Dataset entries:
^^^^
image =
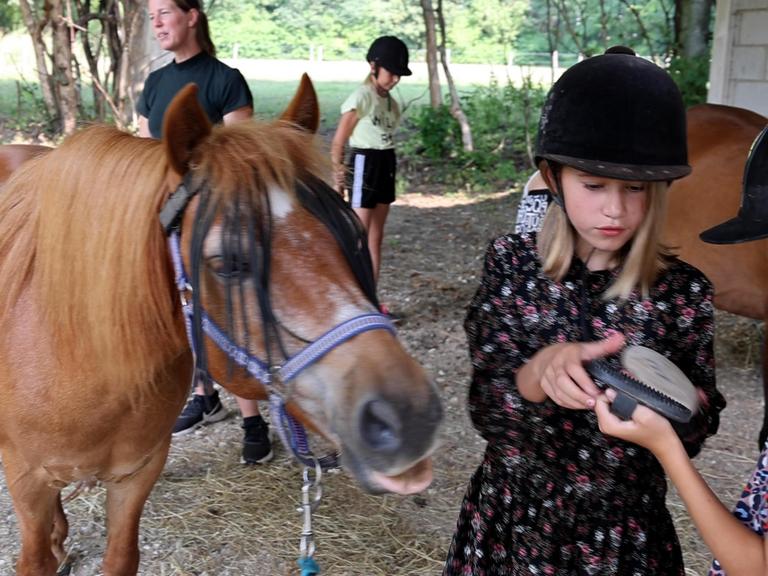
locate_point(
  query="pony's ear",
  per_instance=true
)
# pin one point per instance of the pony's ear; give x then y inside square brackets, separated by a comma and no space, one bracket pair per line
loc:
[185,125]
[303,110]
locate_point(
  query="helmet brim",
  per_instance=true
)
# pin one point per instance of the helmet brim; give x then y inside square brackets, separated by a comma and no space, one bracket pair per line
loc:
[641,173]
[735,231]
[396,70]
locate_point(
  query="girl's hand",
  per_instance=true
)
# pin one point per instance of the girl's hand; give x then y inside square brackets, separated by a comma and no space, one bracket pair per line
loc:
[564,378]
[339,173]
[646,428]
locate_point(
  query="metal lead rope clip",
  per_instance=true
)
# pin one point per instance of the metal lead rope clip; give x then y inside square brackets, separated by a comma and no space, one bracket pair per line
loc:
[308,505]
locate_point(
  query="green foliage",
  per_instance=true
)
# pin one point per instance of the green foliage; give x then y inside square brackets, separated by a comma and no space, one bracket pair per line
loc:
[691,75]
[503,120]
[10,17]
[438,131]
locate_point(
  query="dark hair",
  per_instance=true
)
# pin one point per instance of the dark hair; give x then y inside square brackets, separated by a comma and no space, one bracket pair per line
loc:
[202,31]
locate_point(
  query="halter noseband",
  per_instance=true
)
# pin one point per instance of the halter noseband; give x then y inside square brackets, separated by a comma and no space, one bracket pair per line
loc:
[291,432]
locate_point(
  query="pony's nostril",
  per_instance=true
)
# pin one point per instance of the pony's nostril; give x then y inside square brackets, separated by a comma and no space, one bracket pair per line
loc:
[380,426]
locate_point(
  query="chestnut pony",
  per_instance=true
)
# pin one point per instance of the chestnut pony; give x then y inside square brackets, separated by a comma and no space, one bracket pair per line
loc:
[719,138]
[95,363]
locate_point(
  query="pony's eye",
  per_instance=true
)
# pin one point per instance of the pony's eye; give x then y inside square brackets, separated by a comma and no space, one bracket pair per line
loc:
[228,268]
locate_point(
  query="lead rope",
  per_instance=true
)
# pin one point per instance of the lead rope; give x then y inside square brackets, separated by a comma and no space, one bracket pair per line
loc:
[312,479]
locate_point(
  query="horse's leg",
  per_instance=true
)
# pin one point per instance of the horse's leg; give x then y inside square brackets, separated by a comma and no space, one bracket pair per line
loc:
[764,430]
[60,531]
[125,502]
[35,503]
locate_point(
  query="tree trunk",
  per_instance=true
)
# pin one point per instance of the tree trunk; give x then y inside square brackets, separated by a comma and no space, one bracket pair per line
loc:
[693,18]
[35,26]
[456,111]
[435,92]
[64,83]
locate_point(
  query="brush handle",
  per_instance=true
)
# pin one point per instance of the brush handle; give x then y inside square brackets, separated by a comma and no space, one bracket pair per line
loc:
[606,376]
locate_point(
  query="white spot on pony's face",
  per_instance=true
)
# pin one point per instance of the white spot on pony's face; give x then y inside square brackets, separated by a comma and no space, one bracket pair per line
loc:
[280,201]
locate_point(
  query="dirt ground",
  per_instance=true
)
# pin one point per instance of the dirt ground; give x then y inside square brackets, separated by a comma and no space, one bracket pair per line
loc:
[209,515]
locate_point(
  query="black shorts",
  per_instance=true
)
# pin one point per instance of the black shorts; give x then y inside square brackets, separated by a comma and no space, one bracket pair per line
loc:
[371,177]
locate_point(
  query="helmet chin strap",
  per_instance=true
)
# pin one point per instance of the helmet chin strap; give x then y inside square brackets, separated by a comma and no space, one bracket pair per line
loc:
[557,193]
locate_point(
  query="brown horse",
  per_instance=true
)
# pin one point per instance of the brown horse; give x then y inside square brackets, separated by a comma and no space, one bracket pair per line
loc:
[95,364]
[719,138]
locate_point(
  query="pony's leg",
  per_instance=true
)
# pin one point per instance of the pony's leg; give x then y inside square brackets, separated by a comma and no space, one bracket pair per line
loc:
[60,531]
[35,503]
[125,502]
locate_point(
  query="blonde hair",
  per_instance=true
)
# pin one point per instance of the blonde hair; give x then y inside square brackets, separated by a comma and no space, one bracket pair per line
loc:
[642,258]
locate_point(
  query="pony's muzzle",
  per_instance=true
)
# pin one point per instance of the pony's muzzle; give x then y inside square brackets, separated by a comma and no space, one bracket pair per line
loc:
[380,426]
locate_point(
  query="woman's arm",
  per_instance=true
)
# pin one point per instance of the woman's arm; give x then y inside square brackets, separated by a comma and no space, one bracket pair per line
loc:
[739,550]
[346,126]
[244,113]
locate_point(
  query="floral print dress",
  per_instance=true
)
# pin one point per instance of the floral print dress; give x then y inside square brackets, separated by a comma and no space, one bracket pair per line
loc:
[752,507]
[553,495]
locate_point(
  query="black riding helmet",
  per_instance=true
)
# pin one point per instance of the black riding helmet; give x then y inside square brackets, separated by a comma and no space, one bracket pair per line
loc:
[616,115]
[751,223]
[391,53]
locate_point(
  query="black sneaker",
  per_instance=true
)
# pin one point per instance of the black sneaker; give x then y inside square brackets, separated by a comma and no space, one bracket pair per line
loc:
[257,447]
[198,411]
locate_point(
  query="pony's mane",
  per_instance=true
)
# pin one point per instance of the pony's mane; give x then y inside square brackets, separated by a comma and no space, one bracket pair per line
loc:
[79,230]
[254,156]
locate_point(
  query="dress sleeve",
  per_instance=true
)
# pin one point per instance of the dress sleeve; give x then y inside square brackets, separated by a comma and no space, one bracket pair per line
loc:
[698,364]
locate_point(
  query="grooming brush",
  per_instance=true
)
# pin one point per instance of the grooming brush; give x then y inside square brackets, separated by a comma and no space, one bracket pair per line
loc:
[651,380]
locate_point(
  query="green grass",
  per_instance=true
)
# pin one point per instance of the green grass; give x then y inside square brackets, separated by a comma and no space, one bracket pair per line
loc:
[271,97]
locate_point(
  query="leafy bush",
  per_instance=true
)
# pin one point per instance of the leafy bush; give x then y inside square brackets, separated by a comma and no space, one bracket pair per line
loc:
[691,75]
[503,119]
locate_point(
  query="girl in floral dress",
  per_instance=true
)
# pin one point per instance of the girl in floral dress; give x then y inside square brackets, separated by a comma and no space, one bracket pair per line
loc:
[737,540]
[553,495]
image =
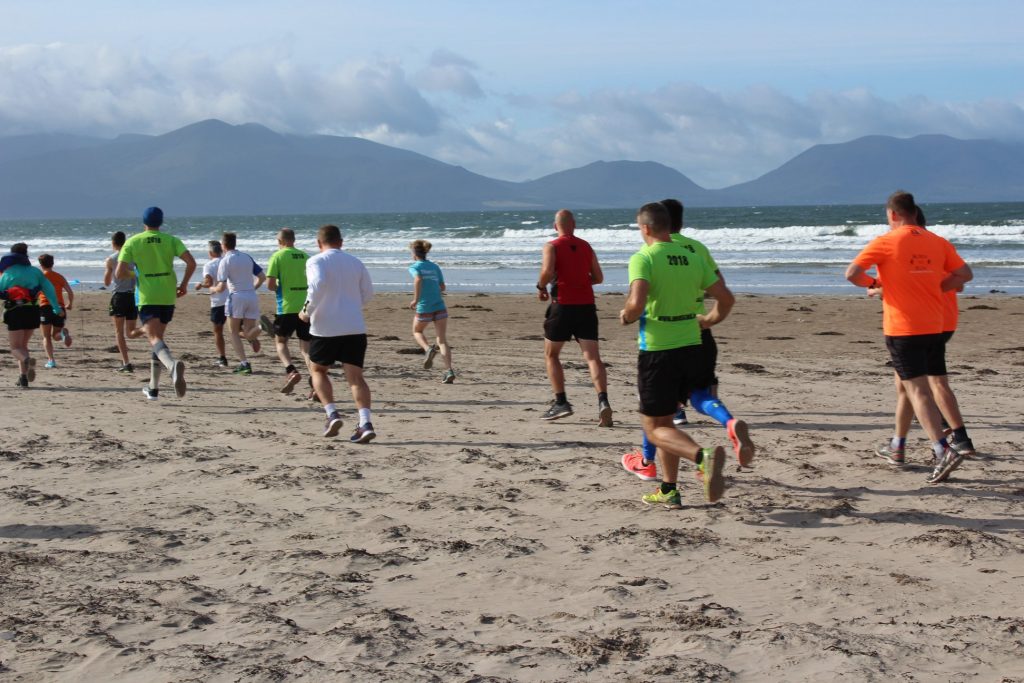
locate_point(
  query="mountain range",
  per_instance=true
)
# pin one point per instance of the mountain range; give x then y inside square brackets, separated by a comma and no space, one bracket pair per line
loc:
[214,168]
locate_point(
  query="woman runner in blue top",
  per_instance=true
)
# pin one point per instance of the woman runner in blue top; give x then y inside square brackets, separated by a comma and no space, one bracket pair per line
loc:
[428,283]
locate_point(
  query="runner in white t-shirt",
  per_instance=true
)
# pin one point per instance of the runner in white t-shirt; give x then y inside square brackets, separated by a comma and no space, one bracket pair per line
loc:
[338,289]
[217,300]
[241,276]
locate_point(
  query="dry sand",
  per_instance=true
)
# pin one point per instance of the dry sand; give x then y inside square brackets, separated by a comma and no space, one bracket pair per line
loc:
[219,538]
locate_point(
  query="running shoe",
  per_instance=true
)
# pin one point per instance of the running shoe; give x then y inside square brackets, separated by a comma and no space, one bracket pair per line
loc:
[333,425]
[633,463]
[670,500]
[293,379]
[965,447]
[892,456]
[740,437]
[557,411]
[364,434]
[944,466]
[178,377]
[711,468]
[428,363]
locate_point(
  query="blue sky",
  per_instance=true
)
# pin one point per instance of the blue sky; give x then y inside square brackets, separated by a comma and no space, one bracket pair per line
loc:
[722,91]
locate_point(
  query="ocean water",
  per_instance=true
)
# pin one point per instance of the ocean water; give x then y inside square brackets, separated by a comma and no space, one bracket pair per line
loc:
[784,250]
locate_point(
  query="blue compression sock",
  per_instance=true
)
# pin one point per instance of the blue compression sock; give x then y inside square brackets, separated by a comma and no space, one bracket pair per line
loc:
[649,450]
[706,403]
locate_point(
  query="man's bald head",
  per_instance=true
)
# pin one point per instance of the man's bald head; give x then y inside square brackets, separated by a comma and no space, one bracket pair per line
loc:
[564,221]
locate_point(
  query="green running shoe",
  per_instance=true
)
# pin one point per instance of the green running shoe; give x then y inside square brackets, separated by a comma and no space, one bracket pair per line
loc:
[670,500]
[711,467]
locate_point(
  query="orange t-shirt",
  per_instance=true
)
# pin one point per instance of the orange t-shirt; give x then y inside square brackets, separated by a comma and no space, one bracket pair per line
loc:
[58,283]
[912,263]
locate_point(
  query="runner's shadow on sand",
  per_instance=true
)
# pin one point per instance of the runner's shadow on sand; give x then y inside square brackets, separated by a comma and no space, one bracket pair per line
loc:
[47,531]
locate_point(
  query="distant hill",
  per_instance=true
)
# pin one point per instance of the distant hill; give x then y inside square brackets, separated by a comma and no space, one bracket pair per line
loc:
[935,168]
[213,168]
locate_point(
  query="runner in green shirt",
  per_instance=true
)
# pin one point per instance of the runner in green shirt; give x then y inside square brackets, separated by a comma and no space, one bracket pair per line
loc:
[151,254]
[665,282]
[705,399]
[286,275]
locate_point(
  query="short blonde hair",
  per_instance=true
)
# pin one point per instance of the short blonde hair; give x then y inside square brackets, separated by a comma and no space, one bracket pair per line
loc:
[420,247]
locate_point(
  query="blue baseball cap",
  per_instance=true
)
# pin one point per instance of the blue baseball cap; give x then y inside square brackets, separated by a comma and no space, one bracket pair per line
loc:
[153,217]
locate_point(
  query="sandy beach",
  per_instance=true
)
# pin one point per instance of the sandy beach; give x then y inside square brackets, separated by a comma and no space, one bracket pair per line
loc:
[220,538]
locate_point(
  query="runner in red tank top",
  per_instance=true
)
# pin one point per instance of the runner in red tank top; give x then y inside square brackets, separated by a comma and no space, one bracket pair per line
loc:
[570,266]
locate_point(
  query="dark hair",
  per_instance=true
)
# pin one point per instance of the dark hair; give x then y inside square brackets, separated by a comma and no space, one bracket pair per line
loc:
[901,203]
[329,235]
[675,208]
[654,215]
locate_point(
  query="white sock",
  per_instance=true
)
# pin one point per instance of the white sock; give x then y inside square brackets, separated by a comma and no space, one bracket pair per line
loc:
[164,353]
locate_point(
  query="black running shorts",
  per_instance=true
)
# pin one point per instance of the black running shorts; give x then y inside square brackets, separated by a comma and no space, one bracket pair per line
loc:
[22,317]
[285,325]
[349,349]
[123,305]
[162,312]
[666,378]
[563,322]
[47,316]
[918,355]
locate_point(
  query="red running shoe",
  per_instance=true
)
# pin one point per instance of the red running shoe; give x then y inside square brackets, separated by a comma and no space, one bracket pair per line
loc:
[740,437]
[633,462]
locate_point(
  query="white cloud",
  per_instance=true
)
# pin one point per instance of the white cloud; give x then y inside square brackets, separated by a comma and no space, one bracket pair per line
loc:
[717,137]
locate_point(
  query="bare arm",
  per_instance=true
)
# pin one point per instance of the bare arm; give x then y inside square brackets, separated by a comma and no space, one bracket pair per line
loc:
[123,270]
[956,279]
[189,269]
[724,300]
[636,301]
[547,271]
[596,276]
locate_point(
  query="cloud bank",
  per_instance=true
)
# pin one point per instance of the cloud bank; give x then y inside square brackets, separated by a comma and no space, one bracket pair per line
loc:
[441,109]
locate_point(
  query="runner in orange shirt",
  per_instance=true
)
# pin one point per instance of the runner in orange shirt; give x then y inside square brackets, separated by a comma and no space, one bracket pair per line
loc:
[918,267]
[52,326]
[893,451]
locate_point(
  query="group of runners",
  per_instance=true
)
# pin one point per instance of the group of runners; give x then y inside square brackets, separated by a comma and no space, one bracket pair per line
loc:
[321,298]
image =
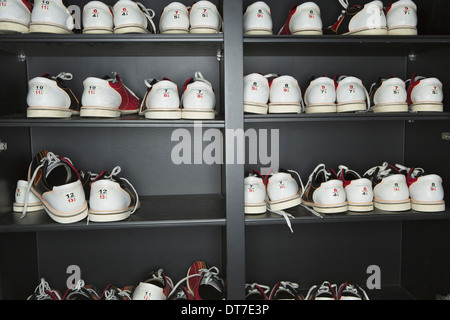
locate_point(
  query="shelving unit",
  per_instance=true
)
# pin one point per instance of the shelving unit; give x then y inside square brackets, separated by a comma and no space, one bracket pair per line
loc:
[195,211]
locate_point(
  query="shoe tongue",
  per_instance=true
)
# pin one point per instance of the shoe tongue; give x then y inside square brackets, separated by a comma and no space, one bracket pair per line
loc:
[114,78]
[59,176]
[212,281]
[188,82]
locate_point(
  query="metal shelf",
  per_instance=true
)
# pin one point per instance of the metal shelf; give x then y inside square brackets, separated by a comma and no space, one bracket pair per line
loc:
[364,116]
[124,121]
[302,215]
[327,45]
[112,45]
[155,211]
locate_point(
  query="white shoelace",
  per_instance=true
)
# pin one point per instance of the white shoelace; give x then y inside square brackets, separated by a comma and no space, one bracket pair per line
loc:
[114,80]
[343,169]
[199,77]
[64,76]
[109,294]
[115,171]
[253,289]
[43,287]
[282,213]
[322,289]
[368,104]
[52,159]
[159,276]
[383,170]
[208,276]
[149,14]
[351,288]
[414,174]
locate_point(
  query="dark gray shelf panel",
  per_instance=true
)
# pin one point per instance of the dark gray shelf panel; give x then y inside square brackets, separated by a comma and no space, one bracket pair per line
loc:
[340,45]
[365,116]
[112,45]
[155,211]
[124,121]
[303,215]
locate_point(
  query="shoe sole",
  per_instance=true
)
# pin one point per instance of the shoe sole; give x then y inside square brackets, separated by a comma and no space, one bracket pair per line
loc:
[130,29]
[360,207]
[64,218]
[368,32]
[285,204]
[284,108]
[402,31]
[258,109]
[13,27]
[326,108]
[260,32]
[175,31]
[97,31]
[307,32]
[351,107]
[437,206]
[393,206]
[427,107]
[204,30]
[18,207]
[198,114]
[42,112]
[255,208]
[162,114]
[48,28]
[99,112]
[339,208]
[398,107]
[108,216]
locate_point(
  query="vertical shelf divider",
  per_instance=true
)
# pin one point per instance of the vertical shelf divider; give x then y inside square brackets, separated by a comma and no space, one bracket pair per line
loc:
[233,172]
^^^^
- **INSTRUCTIONS FOR THE TASK**: Pull out every line of the records above that contains the word "distant", and list those lines in their original order.

- **RESULT**:
  query="distant hill",
# pin one point per instance of the distant hill; give x then y inside square brackets, separated by a comma and no space, one bracket pair per line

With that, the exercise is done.